-- start QUOTED PASSAGE --

CASE DIGEST: Herrera-Manaois v. St. Scholastica's College

G.R. No. 188914 : December 11, 2013




Manaois graduated from SSC in October 1992 with a degree in Bachelor of Arts in English. In 1994, she returned to her alma mater as a part-time English teacher. After taking a leave of absence for one year, she was again rehired by SSC for the same position. Four years into the service, she was later on recommended by her Department Chairperson to become a full-time faculty member of the English Department.

Manaois thus applied for a position as full-time instructor for school year 2000- 2001. She mentioned in her application letter that she had been taking the course Master of Arts in English Studies, Major in Creative Writing, at the University of the Philippines, Diliman (UP); that she was completing her masters thesis; and that her oral defense was scheduled for June 2000. In a reply letter dated 17 April 2000, the Dean of Arts and Sciences informed her of the SSC Administrative Councils approval of her application. She was then advised to maintain the good performance that she had shown for the past years and to submit the necessary papers pertaining to her masters degree. Accordingly, SSC hired her as a probationary full-time faculty member with the assigned rank of instructor for the school year 2000-2001. Her probationary employment continued for a total of three consecutive years. Throughout her service as a probationary full-time faculty member with no derogatory record, she was given above- satisfactory ratings by both the Department Chairperson and the Dean of Arts and Sciences.

Because of the forthcoming completion of her third year of probationary employment, Manaois wrote the Dean of Arts and Sciences requesting an extension of her teaching load for the school year 2003-2004. She again mentioned in her letter that she was a candidate for a masters degree in English Studies; that the schedule of her oral defense may actually materialize anytime within the first academic semester of 2003; and that she intended to fully earn her degree that year. She also furnished the school with a Certification from UP, stating that she had already finished her coursework in her masters studies. Furthermore, she indicated that it was her long-term goal to apply for a return to full-time faculty status by then and for SSC to consider the aforesaid matters.

Manaois eventually received a letter from the Dean of College and Chairperson of the Promotions and Permanency Board officially informing her of the boards decision not to renew her contract.

Manaois sought clarification and reconsideration of the decision of SSC to terminate her services. SSC denied her request in a letter dated 11 July 2003. Consequently, she filed a complaint for illegal dismissal, payment of 13th month pay, damages, and attorneys fees against SSC.

On 16 July 2004, the labor arbiter rendered a Decision finding the dismissal of petitioner to be illegal. In addressing the issues, he first noted the two reasons given by SSC for not renewing the contract of Manaois: (1) the failure of petitioner to finish her masters degree within the three-year probationary period; and (2) SSCs inability to maximize petitioners specialization due to curriculum changes and streamlining.

-- end QUOTED PASSAGE --

▶ AIM 1
Reproduce the stretch of the case digest from "CASE DIGEST: Herrera-Manaois" through "the English Department.".
▶ AIM 2
According to the case digest, what degree did Manaois receive from SSC in October 1992?

-- start GIVEN RECORDS --

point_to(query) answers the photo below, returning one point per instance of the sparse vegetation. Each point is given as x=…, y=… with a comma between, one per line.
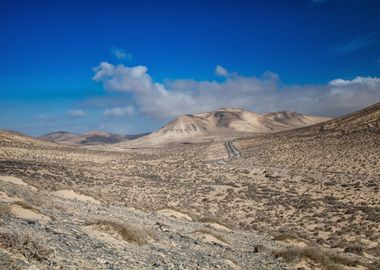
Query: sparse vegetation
x=128, y=232
x=25, y=245
x=326, y=260
x=212, y=233
x=4, y=210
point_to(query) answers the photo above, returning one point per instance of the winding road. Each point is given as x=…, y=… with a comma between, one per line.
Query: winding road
x=231, y=149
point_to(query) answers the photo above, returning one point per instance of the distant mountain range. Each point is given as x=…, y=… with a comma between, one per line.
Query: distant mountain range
x=90, y=138
x=225, y=122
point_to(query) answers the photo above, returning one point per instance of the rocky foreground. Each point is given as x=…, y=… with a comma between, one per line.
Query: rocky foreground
x=302, y=199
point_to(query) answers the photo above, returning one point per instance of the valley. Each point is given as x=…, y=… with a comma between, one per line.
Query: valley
x=306, y=197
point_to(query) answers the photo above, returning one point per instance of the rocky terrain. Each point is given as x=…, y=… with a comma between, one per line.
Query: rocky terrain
x=89, y=138
x=301, y=199
x=222, y=124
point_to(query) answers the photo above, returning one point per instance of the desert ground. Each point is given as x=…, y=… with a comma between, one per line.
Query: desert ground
x=307, y=198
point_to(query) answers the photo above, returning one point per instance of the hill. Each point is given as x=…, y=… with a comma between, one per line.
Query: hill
x=221, y=124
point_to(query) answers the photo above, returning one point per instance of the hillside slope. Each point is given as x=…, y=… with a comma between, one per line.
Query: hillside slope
x=221, y=124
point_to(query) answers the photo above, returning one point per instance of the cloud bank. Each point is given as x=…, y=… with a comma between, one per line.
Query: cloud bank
x=120, y=54
x=119, y=111
x=76, y=113
x=259, y=94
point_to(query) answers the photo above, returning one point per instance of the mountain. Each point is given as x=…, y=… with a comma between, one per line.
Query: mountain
x=222, y=123
x=90, y=138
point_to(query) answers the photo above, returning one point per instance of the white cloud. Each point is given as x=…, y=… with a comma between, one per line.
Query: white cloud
x=123, y=79
x=120, y=111
x=76, y=113
x=221, y=71
x=259, y=94
x=120, y=54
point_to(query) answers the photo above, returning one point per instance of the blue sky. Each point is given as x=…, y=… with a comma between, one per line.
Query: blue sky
x=130, y=66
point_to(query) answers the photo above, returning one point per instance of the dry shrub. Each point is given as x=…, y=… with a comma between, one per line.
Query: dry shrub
x=217, y=236
x=4, y=210
x=211, y=219
x=25, y=245
x=326, y=260
x=6, y=262
x=128, y=232
x=25, y=205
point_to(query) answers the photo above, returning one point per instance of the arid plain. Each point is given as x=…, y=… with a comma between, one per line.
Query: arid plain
x=305, y=198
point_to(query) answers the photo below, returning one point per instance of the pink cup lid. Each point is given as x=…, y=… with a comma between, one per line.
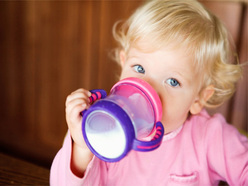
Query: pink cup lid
x=148, y=90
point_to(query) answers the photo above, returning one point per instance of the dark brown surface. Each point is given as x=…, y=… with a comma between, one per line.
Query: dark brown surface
x=14, y=171
x=50, y=48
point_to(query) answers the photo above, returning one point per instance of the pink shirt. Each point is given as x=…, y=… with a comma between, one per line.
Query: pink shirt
x=202, y=152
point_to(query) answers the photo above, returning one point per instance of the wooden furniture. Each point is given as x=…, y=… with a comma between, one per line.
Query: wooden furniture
x=14, y=171
x=50, y=48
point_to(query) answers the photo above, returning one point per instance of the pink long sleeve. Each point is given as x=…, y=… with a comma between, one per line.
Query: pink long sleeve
x=61, y=174
x=202, y=152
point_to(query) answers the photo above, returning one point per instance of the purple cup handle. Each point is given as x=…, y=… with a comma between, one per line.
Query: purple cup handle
x=146, y=146
x=95, y=95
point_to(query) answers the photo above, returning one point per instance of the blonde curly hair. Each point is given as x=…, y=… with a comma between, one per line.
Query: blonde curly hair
x=185, y=24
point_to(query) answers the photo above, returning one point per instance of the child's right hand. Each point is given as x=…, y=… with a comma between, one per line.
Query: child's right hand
x=77, y=102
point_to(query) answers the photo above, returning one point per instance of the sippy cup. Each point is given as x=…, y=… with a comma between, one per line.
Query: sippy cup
x=117, y=123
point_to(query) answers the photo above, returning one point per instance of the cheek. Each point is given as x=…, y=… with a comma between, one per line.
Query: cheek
x=176, y=109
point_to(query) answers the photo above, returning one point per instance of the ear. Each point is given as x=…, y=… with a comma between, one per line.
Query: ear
x=204, y=96
x=122, y=57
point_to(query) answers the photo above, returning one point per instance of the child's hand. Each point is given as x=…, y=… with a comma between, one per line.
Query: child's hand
x=76, y=102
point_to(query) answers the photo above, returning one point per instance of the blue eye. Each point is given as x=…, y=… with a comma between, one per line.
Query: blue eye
x=173, y=82
x=139, y=69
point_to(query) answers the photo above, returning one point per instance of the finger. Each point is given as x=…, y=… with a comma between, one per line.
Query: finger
x=77, y=102
x=78, y=94
x=74, y=117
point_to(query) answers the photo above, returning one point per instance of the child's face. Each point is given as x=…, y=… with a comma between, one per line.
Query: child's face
x=172, y=74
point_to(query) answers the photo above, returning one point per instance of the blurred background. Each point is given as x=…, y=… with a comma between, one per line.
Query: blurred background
x=50, y=48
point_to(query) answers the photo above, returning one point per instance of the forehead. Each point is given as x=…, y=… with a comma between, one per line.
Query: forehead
x=165, y=61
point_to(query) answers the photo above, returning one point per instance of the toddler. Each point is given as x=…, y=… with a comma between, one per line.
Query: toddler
x=182, y=51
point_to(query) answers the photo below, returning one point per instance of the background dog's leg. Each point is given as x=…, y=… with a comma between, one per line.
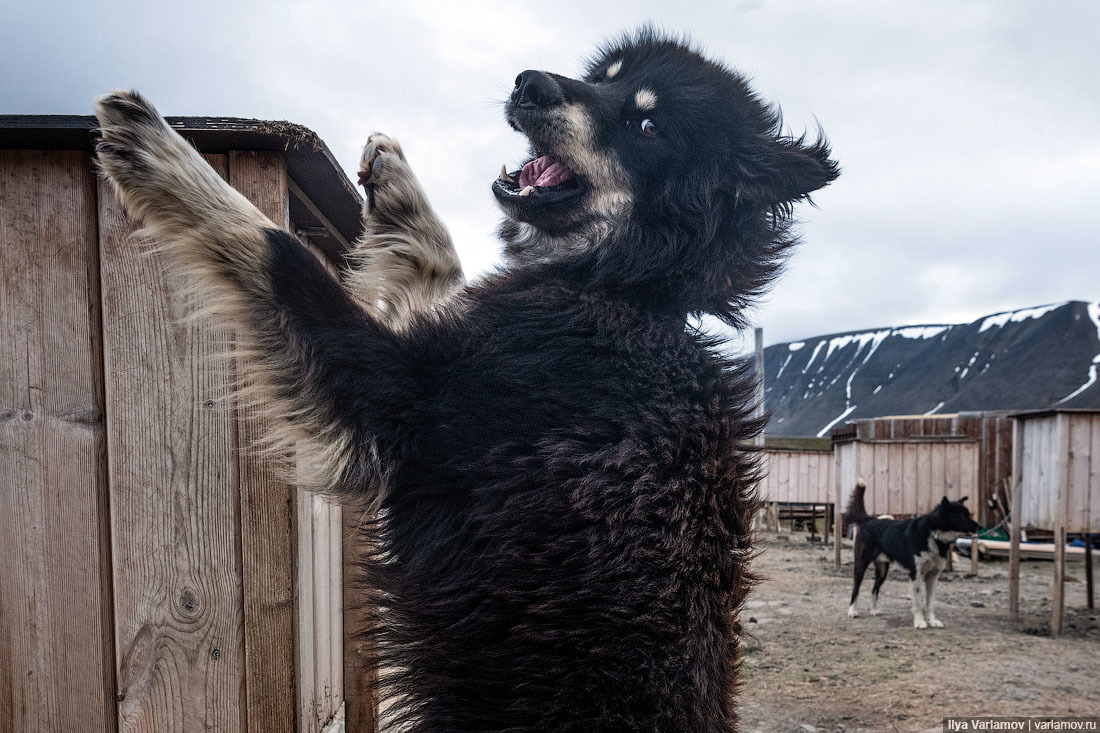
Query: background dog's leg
x=930, y=592
x=405, y=261
x=859, y=568
x=917, y=584
x=881, y=570
x=322, y=368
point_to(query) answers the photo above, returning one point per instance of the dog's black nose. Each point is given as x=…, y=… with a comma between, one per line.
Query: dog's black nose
x=536, y=89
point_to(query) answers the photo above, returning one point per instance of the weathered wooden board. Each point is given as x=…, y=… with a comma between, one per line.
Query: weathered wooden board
x=909, y=477
x=174, y=488
x=798, y=476
x=267, y=514
x=1060, y=471
x=56, y=647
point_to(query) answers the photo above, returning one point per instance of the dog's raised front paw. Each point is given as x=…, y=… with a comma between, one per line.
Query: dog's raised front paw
x=372, y=163
x=131, y=132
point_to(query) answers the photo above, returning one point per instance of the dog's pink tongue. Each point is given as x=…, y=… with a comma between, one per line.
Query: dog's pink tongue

-- end GIVEN RECORDS --

▶ FULL OUTPUT 1
CASE DIGEST: Herrera-Manaois v. St. Scholastica's College

G.R. No. 188914 : December 11, 2013




Manaois graduated from SSC in October 1992 with a degree in Bachelor of Arts in English. In 1994, she returned to her alma mater as a part-time English teacher. After taking a leave of absence for one year, she was again rehired by SSC for the same position. Four years into the service, she was later on recommended by her Department Chairperson to become a full-time faculty member of the English Department.

▶ FULL OUTPUT 2
Bachelor of Arts in English